>> begin Text provided

Best way to loose weight.

Yes. I am 165 and my long run pace is about 8:00/mile. For shorter distances like 6-8 miles, it’s around 7:30-7:45. This is for easy to easy-moderate effort for me.

But that’s not relevant to the point. Let’s say you are burning the lowest estimate 300 calories in an hour. I can’t think of any exercise that will get you close to 900 calories in 15 minutes. Or even 400 calories in 15 minutes.

Shoot, meant to add: And I see you agree with the analysis.

Yes. Even with your better than average* running condition and/or efficiency, his numbers are off a bit. Which again is separate from the discussion about whether or not HIIT ends up burning more fat over the course of the rest of the day, despite its fewer calories burned during the activity itself.

*or at least my best condition, trained for a Marathon, running condition, and I believe that of the typical treadmill in the health club user who is wanting to lose weight.

I don’t have much more than anecdotal evidence to back this up, but this seems to be the secret right here. There are definitely people who master one form of exercise and repeat it ad infinitum and loose substantial amounts of weight, but I have always found a broad variety to be the best plan of attack. The best secret to blowing through calories is to be pushing yourself up to and past your limits of endurance. If an activity is not physically demanding, your best bet is to change to something that is. By having so many different ways of working out in your quiver, you can virtually assure that you won’t ‘master’ anything you are working on and every activity will be relatively easy to push into ‘strenuous’ territory.

>> end Text provided
>> begin Dataset content

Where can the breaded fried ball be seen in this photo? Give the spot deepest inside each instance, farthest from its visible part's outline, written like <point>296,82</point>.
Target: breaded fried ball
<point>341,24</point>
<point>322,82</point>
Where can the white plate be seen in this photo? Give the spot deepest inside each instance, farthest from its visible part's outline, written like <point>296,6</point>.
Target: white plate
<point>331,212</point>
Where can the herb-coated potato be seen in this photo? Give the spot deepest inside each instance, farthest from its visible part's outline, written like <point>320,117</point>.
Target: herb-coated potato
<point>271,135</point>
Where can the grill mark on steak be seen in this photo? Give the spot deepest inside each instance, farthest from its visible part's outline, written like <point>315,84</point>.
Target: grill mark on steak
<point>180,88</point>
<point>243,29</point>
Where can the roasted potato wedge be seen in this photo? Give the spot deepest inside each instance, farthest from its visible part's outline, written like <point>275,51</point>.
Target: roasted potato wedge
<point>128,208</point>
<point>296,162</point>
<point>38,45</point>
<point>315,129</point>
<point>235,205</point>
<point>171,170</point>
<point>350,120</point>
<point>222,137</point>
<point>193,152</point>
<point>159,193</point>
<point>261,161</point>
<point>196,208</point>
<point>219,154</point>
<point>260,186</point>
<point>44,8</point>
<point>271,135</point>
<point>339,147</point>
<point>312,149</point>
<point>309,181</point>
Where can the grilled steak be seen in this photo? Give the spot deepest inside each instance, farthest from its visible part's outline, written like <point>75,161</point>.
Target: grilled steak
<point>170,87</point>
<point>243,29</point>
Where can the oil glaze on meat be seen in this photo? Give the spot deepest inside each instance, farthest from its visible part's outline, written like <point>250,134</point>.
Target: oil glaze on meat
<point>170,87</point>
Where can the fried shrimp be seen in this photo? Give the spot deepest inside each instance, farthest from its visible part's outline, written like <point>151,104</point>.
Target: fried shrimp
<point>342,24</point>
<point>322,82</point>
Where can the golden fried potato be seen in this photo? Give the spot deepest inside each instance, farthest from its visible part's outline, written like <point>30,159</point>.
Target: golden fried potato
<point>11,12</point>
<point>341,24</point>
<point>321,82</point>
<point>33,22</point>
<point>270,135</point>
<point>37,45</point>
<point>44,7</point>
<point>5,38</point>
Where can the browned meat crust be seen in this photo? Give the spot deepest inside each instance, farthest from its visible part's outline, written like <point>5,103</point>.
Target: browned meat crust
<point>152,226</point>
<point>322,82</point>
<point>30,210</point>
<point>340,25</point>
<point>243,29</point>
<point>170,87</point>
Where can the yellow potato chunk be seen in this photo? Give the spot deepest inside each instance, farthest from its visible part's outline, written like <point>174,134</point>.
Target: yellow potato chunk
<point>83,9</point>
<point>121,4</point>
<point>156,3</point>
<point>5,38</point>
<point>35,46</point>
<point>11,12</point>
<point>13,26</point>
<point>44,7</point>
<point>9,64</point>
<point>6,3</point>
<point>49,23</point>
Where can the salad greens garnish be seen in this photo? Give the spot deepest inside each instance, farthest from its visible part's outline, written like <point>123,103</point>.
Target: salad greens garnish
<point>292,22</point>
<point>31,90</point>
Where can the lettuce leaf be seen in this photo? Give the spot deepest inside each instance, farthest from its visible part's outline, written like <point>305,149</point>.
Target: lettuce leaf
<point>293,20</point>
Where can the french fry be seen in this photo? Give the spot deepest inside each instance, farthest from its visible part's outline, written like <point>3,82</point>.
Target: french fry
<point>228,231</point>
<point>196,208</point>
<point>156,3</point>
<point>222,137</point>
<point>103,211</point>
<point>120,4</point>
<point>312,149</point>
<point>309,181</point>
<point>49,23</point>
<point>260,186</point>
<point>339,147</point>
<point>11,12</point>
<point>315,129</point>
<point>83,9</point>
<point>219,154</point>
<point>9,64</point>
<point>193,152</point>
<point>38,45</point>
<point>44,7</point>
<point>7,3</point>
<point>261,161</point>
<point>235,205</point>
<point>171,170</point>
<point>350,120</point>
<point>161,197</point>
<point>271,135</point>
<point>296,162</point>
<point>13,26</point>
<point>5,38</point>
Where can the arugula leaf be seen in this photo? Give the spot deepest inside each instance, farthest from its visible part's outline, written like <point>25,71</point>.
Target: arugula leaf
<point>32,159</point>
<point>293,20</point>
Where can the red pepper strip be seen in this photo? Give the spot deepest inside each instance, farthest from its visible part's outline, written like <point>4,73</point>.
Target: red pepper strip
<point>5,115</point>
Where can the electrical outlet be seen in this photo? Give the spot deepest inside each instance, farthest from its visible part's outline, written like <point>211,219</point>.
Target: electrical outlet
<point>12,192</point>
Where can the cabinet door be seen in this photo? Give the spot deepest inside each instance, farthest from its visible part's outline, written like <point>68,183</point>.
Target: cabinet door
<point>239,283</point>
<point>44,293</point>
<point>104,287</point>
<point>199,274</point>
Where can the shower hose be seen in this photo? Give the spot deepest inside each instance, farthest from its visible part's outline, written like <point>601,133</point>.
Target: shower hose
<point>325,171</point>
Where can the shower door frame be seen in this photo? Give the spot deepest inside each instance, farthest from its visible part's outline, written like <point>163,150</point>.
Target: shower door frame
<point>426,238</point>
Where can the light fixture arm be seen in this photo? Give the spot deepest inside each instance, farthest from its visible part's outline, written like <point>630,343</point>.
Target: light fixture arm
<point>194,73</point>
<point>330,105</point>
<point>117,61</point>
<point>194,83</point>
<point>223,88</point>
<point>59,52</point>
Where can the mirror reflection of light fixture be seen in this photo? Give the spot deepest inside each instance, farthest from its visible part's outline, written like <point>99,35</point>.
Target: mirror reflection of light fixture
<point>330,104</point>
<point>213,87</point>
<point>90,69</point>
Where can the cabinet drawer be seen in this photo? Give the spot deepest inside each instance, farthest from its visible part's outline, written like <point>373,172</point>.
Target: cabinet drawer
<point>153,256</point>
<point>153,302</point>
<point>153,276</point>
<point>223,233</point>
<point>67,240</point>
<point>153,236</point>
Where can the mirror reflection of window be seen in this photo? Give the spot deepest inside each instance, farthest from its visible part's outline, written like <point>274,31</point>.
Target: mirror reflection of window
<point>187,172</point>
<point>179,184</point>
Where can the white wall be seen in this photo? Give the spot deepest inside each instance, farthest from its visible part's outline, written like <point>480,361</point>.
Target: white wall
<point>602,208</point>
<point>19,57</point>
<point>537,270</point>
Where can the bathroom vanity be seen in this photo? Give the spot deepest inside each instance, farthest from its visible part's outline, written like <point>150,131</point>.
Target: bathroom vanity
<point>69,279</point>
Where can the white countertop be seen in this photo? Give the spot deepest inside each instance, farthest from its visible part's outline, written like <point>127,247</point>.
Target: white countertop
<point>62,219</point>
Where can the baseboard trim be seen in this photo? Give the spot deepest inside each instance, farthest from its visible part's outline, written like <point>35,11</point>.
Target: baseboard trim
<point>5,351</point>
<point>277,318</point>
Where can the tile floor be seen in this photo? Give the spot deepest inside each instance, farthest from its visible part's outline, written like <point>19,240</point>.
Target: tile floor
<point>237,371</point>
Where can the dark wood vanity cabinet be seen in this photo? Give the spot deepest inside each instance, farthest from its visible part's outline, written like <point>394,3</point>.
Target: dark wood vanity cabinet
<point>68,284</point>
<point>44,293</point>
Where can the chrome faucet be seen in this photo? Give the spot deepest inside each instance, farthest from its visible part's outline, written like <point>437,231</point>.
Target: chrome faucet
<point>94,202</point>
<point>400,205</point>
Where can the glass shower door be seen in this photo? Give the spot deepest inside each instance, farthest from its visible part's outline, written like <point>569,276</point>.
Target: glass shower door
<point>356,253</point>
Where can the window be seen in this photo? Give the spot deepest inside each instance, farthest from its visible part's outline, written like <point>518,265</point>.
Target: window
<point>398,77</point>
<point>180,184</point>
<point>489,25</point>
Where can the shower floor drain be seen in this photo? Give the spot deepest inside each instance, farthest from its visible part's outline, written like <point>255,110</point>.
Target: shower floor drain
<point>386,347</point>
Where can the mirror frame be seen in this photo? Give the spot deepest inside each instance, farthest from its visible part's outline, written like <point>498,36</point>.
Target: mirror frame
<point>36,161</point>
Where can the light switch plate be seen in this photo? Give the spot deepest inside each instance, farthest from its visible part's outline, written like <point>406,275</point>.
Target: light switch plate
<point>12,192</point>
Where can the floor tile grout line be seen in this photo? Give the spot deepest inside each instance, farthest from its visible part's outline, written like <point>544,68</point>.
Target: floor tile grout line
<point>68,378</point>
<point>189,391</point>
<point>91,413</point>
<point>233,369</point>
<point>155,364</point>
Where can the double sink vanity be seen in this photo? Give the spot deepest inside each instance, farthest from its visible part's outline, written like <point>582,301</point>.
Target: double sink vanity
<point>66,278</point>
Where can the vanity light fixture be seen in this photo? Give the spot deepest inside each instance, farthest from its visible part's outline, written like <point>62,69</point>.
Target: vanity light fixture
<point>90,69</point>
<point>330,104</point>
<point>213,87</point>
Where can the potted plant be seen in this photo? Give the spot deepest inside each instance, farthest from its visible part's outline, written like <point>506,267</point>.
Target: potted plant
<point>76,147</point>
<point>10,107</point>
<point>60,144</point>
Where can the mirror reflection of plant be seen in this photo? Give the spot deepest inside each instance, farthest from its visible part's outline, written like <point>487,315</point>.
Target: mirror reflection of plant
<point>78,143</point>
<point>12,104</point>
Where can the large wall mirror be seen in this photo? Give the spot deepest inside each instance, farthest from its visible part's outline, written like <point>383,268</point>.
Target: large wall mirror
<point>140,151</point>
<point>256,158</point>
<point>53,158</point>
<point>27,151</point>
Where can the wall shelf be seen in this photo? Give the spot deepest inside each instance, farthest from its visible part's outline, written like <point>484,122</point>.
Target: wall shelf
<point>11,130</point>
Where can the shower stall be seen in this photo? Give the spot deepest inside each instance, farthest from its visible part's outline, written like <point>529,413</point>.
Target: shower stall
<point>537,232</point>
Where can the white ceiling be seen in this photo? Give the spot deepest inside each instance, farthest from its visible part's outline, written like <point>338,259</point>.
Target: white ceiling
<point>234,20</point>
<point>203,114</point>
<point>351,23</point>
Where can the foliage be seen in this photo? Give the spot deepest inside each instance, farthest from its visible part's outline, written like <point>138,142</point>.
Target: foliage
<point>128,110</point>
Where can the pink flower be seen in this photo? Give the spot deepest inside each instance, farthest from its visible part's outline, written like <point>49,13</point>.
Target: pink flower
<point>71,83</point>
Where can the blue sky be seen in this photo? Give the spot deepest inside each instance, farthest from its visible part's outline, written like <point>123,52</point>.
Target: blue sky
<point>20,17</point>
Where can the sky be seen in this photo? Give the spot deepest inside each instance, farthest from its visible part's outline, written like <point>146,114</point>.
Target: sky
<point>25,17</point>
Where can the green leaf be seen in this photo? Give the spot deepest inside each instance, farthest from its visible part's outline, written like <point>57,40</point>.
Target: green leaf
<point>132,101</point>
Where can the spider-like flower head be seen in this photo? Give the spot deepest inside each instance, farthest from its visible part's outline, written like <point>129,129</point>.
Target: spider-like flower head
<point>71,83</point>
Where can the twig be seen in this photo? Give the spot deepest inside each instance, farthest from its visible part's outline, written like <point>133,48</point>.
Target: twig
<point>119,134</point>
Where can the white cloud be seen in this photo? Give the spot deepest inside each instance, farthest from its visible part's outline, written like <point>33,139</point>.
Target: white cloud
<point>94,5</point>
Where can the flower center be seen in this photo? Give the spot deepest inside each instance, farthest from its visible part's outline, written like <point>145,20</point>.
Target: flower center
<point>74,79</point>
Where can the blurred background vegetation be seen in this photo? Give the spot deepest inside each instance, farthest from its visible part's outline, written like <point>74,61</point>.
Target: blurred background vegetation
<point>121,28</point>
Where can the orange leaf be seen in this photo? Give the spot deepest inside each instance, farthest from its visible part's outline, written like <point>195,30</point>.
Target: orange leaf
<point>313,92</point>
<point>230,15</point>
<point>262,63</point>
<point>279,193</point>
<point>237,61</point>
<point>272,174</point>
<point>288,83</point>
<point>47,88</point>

>> end Dataset content

**Problem to work on**
In the weight-loss discussion, what is the writer's long run pace? Answer from the weight-loss discussion alone, not the items.

**Right answer**
About 8:00/mile.